**REQUEST**
Recast every line of the items below as a numbered list, dropping any blank lines. Leave the pictures out of your answer.

Rows from a pointing dataset
++++++++++
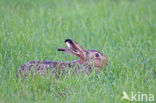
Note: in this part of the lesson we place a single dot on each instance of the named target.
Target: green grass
(124, 30)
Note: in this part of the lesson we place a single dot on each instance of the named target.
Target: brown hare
(88, 59)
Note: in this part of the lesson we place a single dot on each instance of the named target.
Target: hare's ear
(67, 50)
(76, 49)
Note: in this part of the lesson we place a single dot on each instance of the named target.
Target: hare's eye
(96, 55)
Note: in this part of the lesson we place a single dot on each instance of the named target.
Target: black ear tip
(68, 40)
++++++++++
**THE RESPONSE**
1. Note: in this part of the lesson we place a single dot on each instance of the named target.
2. Target: green grass
3. (124, 30)
4. Note: in this part of the lesson we place a single dot on each instance of the named target.
5. Target: brown hare
6. (88, 59)
7. Note: in this part of the lesson we place a single dot on each instance of the named target.
8. Target: hare's ear
9. (67, 50)
10. (76, 49)
11. Note: in this part of the lesson we place a single dot on each instance of the named target.
12. Target: hare's eye
13. (96, 55)
14. Note: in this part of the lesson we place a single dot on each instance of the named target.
15. Target: black ear tip
16. (68, 40)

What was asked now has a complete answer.